■ Task goal ■
Where the records below show the word "crate" in a line, please copy that line.
┌──
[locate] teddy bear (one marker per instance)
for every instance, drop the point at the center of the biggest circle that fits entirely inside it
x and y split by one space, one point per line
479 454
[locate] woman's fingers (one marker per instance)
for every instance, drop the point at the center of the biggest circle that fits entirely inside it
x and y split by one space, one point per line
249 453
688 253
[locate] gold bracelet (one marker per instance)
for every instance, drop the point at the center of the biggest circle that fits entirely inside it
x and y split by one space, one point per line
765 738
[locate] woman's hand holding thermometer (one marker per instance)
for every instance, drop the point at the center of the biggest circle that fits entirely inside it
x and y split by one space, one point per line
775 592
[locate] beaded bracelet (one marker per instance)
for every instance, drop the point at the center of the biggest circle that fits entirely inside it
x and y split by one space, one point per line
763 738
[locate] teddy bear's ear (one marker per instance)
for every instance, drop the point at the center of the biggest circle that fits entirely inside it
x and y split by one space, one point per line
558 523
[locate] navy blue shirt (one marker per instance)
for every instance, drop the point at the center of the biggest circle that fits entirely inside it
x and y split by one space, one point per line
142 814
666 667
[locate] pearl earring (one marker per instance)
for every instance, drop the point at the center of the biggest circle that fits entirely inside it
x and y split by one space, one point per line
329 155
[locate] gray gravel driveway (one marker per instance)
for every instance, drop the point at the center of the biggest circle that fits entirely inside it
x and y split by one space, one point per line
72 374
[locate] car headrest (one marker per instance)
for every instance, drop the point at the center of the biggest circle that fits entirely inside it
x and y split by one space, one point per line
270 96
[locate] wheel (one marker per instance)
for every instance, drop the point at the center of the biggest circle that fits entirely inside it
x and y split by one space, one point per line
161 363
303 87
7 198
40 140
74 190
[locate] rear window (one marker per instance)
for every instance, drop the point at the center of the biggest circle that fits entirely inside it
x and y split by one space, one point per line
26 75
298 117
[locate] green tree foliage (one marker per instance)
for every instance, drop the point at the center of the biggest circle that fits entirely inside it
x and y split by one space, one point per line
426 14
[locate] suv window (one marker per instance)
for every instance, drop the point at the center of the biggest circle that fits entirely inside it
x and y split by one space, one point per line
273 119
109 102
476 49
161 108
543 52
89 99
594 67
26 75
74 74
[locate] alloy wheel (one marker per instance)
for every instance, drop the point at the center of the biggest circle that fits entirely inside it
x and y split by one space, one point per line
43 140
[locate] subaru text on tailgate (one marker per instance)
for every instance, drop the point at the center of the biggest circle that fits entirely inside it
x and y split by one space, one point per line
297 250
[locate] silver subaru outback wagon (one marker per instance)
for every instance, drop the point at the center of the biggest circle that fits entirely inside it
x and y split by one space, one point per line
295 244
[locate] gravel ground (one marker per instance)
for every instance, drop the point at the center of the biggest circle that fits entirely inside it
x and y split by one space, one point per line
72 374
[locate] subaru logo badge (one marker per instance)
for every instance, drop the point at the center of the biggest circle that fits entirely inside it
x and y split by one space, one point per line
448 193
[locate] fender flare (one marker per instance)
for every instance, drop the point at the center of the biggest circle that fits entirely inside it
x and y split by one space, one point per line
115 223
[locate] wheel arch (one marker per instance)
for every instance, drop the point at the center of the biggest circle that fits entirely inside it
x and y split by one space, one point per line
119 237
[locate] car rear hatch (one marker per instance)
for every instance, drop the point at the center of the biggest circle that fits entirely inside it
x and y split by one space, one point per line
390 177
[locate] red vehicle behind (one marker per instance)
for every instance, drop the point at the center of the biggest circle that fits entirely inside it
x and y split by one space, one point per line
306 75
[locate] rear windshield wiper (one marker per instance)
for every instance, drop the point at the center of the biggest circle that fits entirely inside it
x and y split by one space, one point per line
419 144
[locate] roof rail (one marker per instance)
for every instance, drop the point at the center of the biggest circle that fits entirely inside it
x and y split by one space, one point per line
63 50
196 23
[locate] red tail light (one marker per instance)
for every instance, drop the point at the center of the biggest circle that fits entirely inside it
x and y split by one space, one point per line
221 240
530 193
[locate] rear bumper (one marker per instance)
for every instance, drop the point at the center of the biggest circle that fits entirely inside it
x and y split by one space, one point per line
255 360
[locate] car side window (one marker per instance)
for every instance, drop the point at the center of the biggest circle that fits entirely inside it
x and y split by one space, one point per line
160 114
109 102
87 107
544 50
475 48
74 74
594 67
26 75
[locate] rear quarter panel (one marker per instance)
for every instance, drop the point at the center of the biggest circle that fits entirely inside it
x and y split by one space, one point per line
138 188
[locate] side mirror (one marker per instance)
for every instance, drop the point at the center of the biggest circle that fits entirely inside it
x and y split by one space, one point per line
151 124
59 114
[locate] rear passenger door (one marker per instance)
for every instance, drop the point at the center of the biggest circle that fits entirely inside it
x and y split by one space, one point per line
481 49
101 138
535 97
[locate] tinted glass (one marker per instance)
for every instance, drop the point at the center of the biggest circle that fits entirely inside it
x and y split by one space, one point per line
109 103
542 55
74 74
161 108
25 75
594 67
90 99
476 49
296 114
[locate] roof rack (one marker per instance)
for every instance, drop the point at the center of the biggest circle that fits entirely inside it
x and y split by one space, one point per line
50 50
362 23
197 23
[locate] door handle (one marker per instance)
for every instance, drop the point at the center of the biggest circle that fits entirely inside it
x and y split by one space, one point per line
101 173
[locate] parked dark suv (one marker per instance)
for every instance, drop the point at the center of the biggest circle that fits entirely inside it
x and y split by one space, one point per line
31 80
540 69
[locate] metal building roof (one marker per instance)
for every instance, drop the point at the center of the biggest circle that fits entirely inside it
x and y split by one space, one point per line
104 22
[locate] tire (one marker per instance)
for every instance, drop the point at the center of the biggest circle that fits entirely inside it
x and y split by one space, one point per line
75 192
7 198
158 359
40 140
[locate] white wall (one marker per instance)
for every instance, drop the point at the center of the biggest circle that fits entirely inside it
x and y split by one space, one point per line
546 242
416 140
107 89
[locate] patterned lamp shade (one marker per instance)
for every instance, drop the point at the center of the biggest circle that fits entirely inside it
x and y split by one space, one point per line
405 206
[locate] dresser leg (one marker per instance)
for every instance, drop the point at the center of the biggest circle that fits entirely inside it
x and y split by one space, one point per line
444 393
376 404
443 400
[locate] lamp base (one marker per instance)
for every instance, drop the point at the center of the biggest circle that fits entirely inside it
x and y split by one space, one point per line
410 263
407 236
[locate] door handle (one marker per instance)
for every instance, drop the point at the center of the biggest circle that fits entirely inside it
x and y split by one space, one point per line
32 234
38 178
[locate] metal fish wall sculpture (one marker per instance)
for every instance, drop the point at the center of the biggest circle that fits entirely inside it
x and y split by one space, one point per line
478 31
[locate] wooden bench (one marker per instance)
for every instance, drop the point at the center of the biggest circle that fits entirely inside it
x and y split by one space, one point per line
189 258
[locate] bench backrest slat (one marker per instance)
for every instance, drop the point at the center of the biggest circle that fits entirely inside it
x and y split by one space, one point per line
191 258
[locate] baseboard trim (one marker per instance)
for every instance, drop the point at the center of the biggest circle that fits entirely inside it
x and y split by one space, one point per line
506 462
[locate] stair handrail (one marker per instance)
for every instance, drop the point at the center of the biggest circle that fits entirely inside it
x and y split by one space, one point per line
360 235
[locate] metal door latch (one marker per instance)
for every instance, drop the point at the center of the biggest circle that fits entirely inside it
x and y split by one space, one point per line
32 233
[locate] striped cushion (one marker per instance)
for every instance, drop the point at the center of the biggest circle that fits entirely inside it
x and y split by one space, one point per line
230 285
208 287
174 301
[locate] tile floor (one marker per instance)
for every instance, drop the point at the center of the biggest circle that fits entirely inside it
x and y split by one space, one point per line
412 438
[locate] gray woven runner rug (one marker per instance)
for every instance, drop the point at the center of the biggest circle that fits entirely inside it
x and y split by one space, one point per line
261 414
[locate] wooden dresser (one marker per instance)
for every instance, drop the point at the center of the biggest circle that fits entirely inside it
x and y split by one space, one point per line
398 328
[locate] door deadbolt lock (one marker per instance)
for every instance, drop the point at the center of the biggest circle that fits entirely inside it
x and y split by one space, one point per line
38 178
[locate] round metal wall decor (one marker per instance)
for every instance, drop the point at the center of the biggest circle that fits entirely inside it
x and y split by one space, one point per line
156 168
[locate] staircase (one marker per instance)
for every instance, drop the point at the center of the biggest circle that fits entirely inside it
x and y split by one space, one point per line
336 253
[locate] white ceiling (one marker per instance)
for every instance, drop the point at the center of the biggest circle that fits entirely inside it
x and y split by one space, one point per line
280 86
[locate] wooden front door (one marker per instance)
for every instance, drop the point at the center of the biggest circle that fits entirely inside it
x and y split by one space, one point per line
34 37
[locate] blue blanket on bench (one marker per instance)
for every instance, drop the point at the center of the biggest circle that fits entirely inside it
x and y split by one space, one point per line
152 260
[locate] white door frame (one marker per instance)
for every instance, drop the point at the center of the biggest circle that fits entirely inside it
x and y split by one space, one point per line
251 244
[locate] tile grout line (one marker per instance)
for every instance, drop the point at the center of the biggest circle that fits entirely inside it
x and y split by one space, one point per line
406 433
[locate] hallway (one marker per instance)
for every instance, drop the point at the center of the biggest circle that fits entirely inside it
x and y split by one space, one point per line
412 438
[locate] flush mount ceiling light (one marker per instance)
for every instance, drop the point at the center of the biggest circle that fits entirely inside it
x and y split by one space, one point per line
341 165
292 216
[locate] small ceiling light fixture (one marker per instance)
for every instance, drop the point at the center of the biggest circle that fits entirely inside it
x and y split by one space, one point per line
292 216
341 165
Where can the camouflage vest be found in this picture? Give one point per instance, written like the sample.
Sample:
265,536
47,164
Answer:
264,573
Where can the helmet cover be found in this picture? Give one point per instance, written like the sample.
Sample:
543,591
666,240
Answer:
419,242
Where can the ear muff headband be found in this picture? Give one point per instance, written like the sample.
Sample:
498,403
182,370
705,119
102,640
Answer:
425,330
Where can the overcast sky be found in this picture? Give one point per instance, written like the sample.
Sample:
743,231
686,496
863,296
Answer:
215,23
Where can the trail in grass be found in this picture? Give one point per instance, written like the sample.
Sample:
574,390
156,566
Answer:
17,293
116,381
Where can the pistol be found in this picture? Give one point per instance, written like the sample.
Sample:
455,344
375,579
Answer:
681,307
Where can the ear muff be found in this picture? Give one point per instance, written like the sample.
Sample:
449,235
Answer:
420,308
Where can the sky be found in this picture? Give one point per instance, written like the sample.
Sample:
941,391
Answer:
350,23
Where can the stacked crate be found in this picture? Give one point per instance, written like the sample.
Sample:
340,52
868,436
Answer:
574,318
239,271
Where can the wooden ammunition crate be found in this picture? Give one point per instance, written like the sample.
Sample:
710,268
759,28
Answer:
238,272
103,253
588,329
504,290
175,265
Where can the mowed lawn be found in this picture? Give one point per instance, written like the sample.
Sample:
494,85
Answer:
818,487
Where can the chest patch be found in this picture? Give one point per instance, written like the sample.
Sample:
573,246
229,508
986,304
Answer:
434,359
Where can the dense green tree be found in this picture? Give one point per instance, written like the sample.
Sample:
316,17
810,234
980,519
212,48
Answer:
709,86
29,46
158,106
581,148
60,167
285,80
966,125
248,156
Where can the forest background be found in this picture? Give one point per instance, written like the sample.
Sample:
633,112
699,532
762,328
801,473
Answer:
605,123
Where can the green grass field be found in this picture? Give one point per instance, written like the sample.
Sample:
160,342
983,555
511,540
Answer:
└──
■ Response box ■
Where can the stacked crate be found in this picture? Give one point per instance, written like the sample.
Where can the wooden ammunition crate be found in this picture? Give one point per instance, written like the sample.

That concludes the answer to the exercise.